[Records from a data collection]
----------------

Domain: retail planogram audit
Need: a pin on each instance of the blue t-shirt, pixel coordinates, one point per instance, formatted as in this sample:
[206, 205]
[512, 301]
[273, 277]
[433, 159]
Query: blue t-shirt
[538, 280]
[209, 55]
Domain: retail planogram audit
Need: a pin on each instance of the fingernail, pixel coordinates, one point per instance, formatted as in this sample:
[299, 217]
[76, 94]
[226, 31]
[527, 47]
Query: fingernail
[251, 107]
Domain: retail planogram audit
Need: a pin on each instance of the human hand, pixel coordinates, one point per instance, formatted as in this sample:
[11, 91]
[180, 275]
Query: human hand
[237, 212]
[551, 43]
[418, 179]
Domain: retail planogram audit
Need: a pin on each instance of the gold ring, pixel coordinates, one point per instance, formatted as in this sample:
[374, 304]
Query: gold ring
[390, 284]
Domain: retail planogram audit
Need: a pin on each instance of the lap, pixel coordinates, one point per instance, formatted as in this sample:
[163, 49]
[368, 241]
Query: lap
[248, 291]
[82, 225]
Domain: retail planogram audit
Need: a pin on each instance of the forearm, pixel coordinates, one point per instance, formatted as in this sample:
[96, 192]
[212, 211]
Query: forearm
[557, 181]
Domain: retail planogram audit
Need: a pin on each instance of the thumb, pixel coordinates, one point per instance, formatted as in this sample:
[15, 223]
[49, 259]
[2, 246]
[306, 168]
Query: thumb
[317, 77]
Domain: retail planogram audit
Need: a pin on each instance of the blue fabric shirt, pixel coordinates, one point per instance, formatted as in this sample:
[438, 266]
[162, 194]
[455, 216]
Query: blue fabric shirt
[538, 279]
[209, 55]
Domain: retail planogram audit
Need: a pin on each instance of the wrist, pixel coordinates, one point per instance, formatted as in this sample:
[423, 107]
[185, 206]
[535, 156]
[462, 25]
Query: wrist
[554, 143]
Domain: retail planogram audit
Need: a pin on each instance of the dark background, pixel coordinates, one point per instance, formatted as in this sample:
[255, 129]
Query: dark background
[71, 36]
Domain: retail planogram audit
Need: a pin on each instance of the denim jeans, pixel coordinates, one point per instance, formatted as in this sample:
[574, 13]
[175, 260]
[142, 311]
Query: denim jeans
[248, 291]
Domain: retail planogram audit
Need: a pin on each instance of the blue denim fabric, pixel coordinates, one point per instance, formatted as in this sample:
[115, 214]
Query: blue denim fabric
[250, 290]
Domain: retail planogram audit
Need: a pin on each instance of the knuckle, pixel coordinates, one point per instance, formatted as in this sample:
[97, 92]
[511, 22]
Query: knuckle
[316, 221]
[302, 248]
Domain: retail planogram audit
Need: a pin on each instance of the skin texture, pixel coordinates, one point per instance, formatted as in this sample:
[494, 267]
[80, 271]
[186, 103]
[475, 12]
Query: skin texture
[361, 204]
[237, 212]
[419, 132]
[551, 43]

----------------

# EXERCISE DETAILS
Write out the records once more, precisely as they stand.

# OUTPUT OF THE TASK
Domain: retail planogram audit
Need: a pin on each instance of the blue t-shirt, pixel coordinates, one point per instance, formatted as in this sample:
[206, 205]
[512, 301]
[273, 277]
[433, 159]
Query: blue t-shirt
[538, 280]
[209, 55]
Domain: retail planogram audit
Need: a pin on each instance of the fingernail, pixel coordinates, one point per instance, formatted as in this sample:
[299, 217]
[76, 94]
[226, 31]
[527, 47]
Query: fingernail
[251, 107]
Domain: retail planogram audit
Need: a pin on each instance of the human hand, pixel coordinates, one point per instance, formatted as in this sample:
[11, 91]
[180, 275]
Query: human hand
[237, 212]
[551, 43]
[418, 179]
Domain: retail planogram audit
Need: a pin on each instance of the gold ring, pixel coordinates, one point per instance, formatted as in this sample:
[374, 304]
Query: gold ring
[390, 284]
Domain: retail planogram audit
Need: a pin on each instance of the lap, pixel coordinates, one point per instance, formatted as in this sample:
[163, 49]
[368, 241]
Query: lap
[248, 291]
[82, 225]
Domain: retail planogram audit
Need: a pin on each instance of the forearm, pixel coordinates, one point per instance, formatted as in this sample:
[96, 192]
[212, 211]
Query: forearm
[557, 181]
Domain: retail planogram audit
Need: a pin on each instance of the thumb, pixel coordinates, one point per instance, formatted as in this sample:
[15, 223]
[49, 259]
[2, 246]
[306, 168]
Query: thumb
[317, 77]
Domain: retail planogram audit
Need: a pin on each instance of the blue fabric shirt, pixel coordinates, one point per instance, formatted as in this sample:
[438, 266]
[162, 194]
[455, 216]
Query: blue fabric shirt
[538, 279]
[209, 55]
Domain: retail planogram audit
Need: a pin on each instance of the wrist, pixel coordinates, one point per instance, formatted as in this sample:
[423, 107]
[185, 206]
[535, 156]
[462, 25]
Query: wrist
[554, 143]
Domain: retail planogram audit
Need: a pin on each instance of the dark background, pixel coordinates, one point per instance, formatted as in this sample:
[255, 129]
Query: dark background
[71, 36]
Domain: retail planogram audit
Need: a pin on each instance of the denim jeans, pixel coordinates, one point per instance, formatted as in this sample:
[574, 13]
[175, 260]
[142, 311]
Query: denim jeans
[248, 291]
Domain: retail planogram audit
Need: a pin on each instance of the blue denim fabric, pixel coordinates, one point per instance, formatted as in this sample:
[115, 214]
Query: blue denim fabric
[250, 290]
Domain: retail planogram audit
Need: a pin on each instance of the knuckle, pixel coordinates, one point per instance, formatted as in this sample:
[97, 92]
[511, 22]
Query: knuckle
[316, 221]
[302, 248]
Domain: retail planogram audit
Need: a pin on each instance of the skin texture, pixel coordinates, one point per instance, formatted as in this sample:
[494, 267]
[80, 271]
[186, 103]
[475, 12]
Query: skin texture
[361, 204]
[237, 212]
[419, 132]
[551, 43]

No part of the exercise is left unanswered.